Apa pengertian dan perbedaan Tafsir
dan Ta’wil?
2.
Apa saja metode-metode Tafsir Al Qur’an?
3.
Bagaimana pengembangan Tafsir Al
Qur’an dari masa ke masa?
BAB II
PEMBAHASAN
A.
Definisi Tafsir dan Ta’wil
Tafsir berasal dari akar kata “fas-sa-ra”. Secara bahasa kata “tafsir” bermakna “menjelaskan
maksud dari suatu lafadz”, sebagaimana yang terdapat di dalam
firman Allah swt :
وَلَا يَأْتُونَكَ بِمَثَلٍ إِلَّا جِئْنَاكَ بِالْحَقِّ وَأَحْسَنَ
تَفْسِيرًا
“Tidaklah orang-orang kafir itu datang kepadamu (membawa) sesuatu yang
ganjil, melainkan Kami datangkan kepadamu suatu yang benar dan yang paling baik
penjelasannya”. ( Q S Al Furqon 33 )
Ta’wil berasal dari akar kata “aw-wa-la”
dan bermakna “penjelasan dan penafsiran”. Atas dasar itu maka kata “ta’wil”
secara bahasa mempunyai makna yang sama dengan kata “tafsir”. Akan tetapi
menurut peristilahan syara’, kata ta’wil mempunyai makna khusus, yaitu :
Penjelasan yang dimaksud oleh makna, seperti yang terdapat dalam firman Allah
swt
فَأَمَّا الَّذِينَ فِي قُلُوبِهِمْ زَيْغٌ فَيَتَّبِعُونَ مَا
تَشَابَهَ مِنْهُ ابْتِغَاءَ الْفِتْنَةِ وَابْتِغَاءَ تَأْوِيلِهِ ۗ وَمَا
يَعْلَمُ تَأْوِيلَهُ إِلَّا اللَّهُ ۗ
“Adapun orang-orang yang dalam hatinya condong kepada kesesatan,
maka mereka mengikuti sebahagian ayat-ayat yang mutasyaabihaat daripadanya
untuk menimbulkan fitnah untuk mencari-cari ta’wilnya, padahal tidak ada yang
mengetahui ta’wilnya melainkan Allah” (Q.S ‘Ali Imran 7 )[1]
Perbedaan Tafsir dan Ta’wil
Para ulama berbeda pendapat tentang perbedaan antara kedua kata tersebut.
- - - - -
* **TUGAS TERTULIS A**:
Jawablah pertanyaan berikut berdasarkan kutipan tentang tafsir dan ta’wil.
(i) Dari akar kata apa kata "tafsir" berasal?
(ii) Ayat mana yang dikutip sebagai contoh makna kata "tafsir" secara bahasa?
(iii) Dari akar kata apa kata "ta’wil" berasal?
* **TUGAS TERTULIS B**: Sebutkan jumlah baris dalam entri yang memuat kata "sandstone", dengan membedakan huruf besar dan huruf kecil. Tuliskan angkanya saja.

Catatan penempatan titik:
- - - - -
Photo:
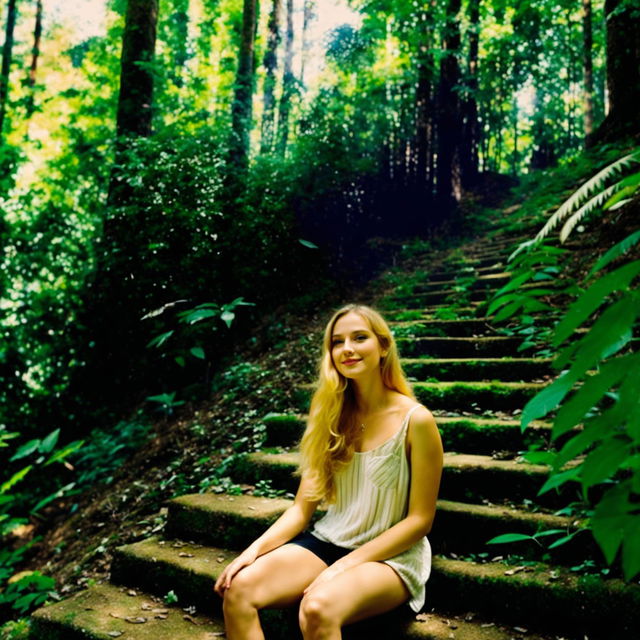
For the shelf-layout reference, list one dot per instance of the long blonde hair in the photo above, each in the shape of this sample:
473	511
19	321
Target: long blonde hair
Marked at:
329	439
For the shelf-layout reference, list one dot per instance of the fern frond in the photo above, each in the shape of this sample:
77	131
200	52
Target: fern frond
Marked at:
595	203
585	191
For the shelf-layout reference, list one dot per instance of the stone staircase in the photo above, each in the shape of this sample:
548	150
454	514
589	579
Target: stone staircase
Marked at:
475	382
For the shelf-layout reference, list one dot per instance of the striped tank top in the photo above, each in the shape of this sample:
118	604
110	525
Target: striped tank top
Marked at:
372	494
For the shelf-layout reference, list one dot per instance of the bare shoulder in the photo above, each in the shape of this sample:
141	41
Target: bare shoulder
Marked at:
423	427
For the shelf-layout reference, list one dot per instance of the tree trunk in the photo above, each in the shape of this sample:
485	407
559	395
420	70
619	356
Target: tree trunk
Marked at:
7	52
270	65
288	82
470	127
448	164
587	63
309	14
241	111
136	80
623	72
35	55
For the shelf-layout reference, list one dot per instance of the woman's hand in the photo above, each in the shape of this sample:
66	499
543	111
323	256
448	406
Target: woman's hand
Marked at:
247	557
328	574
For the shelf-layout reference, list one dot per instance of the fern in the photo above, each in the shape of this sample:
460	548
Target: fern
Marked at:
587	189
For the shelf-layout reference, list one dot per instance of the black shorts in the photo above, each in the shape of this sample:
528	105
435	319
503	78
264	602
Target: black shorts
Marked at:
326	551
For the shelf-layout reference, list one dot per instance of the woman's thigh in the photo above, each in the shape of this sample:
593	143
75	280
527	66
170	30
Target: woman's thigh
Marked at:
366	590
278	578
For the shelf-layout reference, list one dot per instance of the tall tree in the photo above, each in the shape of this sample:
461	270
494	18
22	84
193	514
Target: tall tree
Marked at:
309	13
448	164
288	83
270	63
587	64
623	70
35	56
241	111
136	78
7	52
469	108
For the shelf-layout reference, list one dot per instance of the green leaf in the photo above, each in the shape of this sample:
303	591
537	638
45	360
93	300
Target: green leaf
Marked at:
198	352
49	442
589	395
547	399
556	480
158	341
66	451
609	520
631	548
14	479
615	252
592	298
509	537
227	317
25	450
604	461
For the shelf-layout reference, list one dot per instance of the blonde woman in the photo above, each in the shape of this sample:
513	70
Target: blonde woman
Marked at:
374	456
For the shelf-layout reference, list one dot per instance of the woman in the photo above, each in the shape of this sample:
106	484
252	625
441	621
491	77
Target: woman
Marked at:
374	456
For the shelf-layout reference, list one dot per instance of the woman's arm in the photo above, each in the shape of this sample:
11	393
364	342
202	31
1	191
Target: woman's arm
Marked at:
287	526
426	456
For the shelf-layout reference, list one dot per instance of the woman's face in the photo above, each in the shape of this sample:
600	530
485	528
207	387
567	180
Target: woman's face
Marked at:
355	349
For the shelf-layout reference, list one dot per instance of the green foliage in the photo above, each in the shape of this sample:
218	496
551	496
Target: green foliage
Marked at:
597	388
29	592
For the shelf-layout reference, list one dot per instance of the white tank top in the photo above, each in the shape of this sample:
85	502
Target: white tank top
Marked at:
372	494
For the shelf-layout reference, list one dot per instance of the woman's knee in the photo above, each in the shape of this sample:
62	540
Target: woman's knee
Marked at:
242	592
316	612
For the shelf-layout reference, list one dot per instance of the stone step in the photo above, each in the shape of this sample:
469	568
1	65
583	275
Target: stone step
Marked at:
441	328
465	478
101	612
235	521
462	347
462	434
571	604
492	280
506	369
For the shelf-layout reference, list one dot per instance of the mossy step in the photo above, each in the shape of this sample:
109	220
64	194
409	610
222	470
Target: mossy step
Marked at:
235	521
546	597
571	604
465	435
101	612
461	347
498	279
458	396
476	396
418	300
506	369
441	328
466	478
401	314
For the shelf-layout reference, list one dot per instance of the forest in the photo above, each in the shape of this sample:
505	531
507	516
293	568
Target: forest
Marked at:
177	186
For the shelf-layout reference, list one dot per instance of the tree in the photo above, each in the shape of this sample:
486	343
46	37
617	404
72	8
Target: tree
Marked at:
587	58
7	52
623	70
288	82
241	109
448	165
270	63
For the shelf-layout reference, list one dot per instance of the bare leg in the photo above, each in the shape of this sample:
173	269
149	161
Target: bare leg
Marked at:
276	579
366	590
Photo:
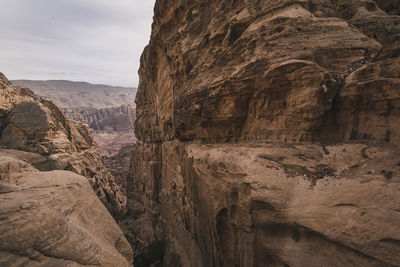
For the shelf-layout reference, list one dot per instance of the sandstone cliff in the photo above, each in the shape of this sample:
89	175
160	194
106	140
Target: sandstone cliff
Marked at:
269	134
112	130
36	125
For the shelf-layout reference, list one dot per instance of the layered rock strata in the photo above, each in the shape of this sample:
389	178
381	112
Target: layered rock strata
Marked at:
112	130
269	135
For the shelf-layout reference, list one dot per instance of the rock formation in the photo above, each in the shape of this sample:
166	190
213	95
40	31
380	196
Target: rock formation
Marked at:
- - - - -
* **KELUARAN YANG DIHARAPKAN A**:
(i) Kata "tafsir" berasal dari akar kata "fas-sa-ra".
(ii) Ayat yang dikutip adalah Q S Al Furqon 33.
(iii) Kata "ta’wil" berasal dari akar kata "aw-wa-la".

* **KELUARAN YANG DIHARAPKAN B**: 2